→ Input data
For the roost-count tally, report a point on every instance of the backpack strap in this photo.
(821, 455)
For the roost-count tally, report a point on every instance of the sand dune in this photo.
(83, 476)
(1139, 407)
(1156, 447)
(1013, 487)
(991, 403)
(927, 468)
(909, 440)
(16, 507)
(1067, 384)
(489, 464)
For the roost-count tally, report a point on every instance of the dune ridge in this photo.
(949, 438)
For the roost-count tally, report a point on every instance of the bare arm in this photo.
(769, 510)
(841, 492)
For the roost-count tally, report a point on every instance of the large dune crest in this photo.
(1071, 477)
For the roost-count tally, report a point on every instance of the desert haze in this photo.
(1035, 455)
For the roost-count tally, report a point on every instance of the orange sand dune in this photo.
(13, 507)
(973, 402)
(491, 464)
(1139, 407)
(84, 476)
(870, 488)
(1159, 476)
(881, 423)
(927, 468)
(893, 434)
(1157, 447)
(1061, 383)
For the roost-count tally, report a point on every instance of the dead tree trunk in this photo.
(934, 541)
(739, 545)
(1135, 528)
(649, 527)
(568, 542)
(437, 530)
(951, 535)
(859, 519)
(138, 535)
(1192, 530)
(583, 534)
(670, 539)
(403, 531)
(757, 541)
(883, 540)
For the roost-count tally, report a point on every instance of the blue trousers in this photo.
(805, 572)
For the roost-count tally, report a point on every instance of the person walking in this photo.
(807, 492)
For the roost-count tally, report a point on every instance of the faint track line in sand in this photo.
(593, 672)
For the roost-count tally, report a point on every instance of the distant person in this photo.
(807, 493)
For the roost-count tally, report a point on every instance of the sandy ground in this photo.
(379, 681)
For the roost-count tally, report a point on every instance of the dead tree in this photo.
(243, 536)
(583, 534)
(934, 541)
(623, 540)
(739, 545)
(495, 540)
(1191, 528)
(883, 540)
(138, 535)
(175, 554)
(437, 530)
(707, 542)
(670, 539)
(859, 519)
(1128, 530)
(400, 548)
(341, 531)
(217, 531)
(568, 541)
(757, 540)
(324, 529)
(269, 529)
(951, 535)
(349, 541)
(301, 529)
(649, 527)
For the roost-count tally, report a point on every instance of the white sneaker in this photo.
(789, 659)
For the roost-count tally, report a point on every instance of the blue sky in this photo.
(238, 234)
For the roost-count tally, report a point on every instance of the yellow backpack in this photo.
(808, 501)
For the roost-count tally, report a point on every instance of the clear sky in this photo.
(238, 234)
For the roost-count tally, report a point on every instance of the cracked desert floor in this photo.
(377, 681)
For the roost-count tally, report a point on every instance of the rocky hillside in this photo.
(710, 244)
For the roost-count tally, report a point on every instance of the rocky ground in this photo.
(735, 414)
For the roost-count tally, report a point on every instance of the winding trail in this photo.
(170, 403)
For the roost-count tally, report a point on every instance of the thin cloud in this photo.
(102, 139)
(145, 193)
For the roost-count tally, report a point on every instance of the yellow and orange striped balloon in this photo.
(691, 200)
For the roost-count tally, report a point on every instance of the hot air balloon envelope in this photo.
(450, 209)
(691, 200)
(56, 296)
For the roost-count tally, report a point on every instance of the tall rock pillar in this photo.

→ What the task requires
Output all of the material, please, exactly as it stands.

→ Response to the task
For the roost-count tally, report a point on every instance of the backpack strap in this photo.
(821, 455)
For the roost-count tally, report a point on every instance of the sand dune in this photo.
(83, 476)
(1139, 407)
(1156, 447)
(1013, 487)
(991, 403)
(927, 468)
(909, 440)
(16, 507)
(1067, 384)
(489, 464)
For the roost-count tally, report a point on every instance of the dune ridge in this photo.
(949, 438)
For the roost-count tally, report a point on every instance of the bare arm in this photo.
(769, 510)
(841, 492)
For the roost-count tally, report a point on every instance of the large dune crest in this photo.
(1071, 477)
For the roost-count tally, report a point on every instance of the desert haze in this photo.
(1035, 455)
For the roost-count tally, report a point on every instance of the orange sand dune in this photo.
(13, 507)
(973, 402)
(491, 464)
(1139, 407)
(84, 476)
(870, 488)
(1159, 476)
(881, 423)
(927, 468)
(893, 434)
(1157, 447)
(1061, 383)
For the roost-count tally, report a point on every instance of the dead tree trunk in this photo.
(934, 541)
(739, 545)
(1135, 528)
(649, 527)
(568, 542)
(437, 530)
(951, 535)
(859, 519)
(138, 535)
(1192, 530)
(583, 534)
(670, 539)
(403, 531)
(757, 541)
(883, 540)
For the roost-count tally, report a point on every instance of the blue trousers in this photo.
(805, 572)
For the roost-count tally, report a point on every instance of the person walking in this photo.
(807, 492)
For the roost-count tally, report a point on every instance of the faint track line in sand in this photo.
(593, 672)
For the roost-count tally, report a point on every instance of the distant person in this photo.
(807, 493)
For the roost-count tally, report a point on every instance of the sandy ground in this photo.
(379, 681)
For the roost-count tally, report a point on every instance of the dead tree in this photo.
(243, 536)
(583, 534)
(934, 541)
(623, 540)
(739, 545)
(495, 540)
(1191, 528)
(883, 540)
(138, 535)
(175, 554)
(437, 530)
(707, 542)
(670, 539)
(859, 519)
(1128, 530)
(400, 548)
(341, 531)
(217, 531)
(568, 541)
(757, 540)
(324, 529)
(269, 529)
(951, 535)
(349, 541)
(301, 529)
(649, 527)
For the roost-count tally, report a point on every instance of the white sneaker in this photo.
(789, 659)
For the roost-count tally, report a point on every instance of the blue sky in this photo.
(238, 234)
For the roost-count tally, report a point on every instance of the yellow backpack in this photo.
(808, 501)
For the roost-count tally, report a point on every instance of the clear sky in this photo.
(238, 234)
For the roost-count tally, report a point on every instance of the cracked desert floor in this photo.
(377, 681)
For the roost-count tally, report a point on every instance of the rocky hillside in this photo.
(710, 244)
For the roost-count tally, report a point on every instance of the rocky ground in this photo.
(735, 414)
For the roost-count tally, report a point on every instance of the winding trail in this photo.
(170, 403)
For the roost-count tally, report a point on every instance of the thin cloud in this photo.
(102, 139)
(145, 193)
For the roost-count tally, report a point on every instance of the yellow and orange striped balloon in this photo.
(691, 200)
For the roost-count tally, report a point on every instance of the hot air balloon envelope in this photo.
(450, 209)
(691, 200)
(56, 296)
For the roost-count tally, report a point on every instance of the tall rock pillar in this photo.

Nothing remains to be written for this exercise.